##### Document passage

Sure. Matthew, this is Tory Nixon, I'll start with pipeline. So a pipeline -- I think as was mentioned, couple of hundred million in production kind of put -- kind of move from early Q1 into Q4, that's what our customers requested, so we're be able to do that for them. And we've had steady growth in acquiring people in our middle market business. And been able to kind of increase our pipeline in our corporate banking business, about $600 million over the quarter. So a really nice bump that is full relationships that we're looking to bank. So pipeline there looks really strong. And it's stronger in other parts of the bank as well, but just kind of highlighting the corporate banking space. On the payoffs, we had about $200 million in real estate payoffs that were higher than kind of a normal run rate for us. And those are broken into kind of 2 sections. The first half of it being just people selling their buildings and paying off their loans. And then the other half being just matured loans that end up -- go in -- being refinanced to life companies. So kind of a normal, general course of business this time of year.

M
Matthew Clark
analyst

Okay. And then just on the margin guidance of 3.80% to 3.90%. If you could just offer some color around what your assumptions are that might get you to the lower end of the range. And then, a related question just around the spot rate on interest-bearing deposit cost at the end of March if we had it.

R
Ron Farnsworth
executive

Sure. interest-bearing deposit cost for the month of March were up a couple of bps from the full quarter run rates, so that's obviously affecting the Q2 estimate. I'd say the bigger piece, though, was going to be on the bond side. I expect that taxable bond yield to be in that 2.5% range for the balance of the quarter. So that will put the premiumization probably somewhere closer to $5 million, give or take compared to $1.5 million we had here in the second quarter, and that take you into that 3.8% to 3.9% range. Could very well be on the upper end of that range just given discount accretion will be there for, like I said, anywhere from 2 to 5 bps on top of that.

Operator

We'll move next to Aaron Deer, Sandler O'Neill.

A
Aaron Deer
analyst

You mentioned the normal MSR amortization level, what was the level of that in the first quarter ex the valuation adjustment?

R
Ron Farnsworth
executive

Roughly $7 million. I don't know the exact number off the top of my head but it was in that -- right around that level.

A
Aaron Deer
analyst

Okay. And then the reserve ratio ticked up, just to touch, in the quarter the first time that's happened in a while. Is that reflective of just -- is the portfolio transitions more to commercial? And what might we expect for any sort of reserve build ahead of CECL implementation?

##########

[What you will do] From the earnings call transcript, copy the stretch from "We'll move next" through "around that level." word for word.

##### Records shown

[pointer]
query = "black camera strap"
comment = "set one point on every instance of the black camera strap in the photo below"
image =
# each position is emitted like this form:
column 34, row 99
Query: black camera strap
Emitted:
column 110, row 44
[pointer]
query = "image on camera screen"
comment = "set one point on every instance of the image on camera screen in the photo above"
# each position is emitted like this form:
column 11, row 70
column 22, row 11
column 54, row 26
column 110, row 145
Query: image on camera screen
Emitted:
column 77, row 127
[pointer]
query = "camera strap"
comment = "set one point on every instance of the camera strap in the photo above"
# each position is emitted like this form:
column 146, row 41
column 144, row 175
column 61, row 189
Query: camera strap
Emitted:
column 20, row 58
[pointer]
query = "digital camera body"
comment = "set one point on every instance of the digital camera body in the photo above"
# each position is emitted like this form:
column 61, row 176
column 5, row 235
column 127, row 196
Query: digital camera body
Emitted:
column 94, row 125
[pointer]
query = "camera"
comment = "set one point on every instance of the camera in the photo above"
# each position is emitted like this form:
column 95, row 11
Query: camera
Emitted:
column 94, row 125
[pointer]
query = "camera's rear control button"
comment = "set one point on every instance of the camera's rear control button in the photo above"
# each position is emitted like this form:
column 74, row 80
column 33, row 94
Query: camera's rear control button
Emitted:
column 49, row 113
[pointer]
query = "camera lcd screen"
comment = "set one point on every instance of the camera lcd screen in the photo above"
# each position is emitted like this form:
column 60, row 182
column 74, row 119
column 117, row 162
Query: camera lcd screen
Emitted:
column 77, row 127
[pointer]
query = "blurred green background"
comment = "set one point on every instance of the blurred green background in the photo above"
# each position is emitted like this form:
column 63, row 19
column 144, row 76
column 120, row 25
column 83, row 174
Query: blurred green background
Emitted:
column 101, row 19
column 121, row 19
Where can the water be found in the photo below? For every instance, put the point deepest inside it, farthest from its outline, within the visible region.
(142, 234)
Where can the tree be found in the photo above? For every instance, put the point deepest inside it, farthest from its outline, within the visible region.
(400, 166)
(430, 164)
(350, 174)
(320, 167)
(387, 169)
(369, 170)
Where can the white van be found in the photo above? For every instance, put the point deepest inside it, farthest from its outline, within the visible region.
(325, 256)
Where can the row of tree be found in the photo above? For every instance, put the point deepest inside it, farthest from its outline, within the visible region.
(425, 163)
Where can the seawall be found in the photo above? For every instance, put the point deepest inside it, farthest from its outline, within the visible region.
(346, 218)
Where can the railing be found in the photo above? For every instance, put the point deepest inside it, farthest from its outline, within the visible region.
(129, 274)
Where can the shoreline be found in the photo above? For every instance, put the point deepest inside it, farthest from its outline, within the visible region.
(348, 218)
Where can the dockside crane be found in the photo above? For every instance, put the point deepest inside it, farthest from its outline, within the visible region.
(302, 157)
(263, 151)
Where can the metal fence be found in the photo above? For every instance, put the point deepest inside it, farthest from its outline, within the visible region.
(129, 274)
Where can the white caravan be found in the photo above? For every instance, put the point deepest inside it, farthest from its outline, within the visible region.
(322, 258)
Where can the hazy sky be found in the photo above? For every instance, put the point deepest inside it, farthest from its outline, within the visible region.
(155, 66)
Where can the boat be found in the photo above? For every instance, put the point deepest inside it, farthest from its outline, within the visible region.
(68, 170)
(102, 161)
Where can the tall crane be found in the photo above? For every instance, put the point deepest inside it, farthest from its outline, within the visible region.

##########

[Written answer]
We'll move next to Aaron Deer, Sandler O'Neill.

A
Aaron Deer
analyst

You mentioned the normal MSR amortization level, what was the level of that in the first quarter ex the valuation adjustment?

R
Ron Farnsworth
executive

Roughly $7 million. I don't know the exact number off the top of my head but it was in that -- right around that level.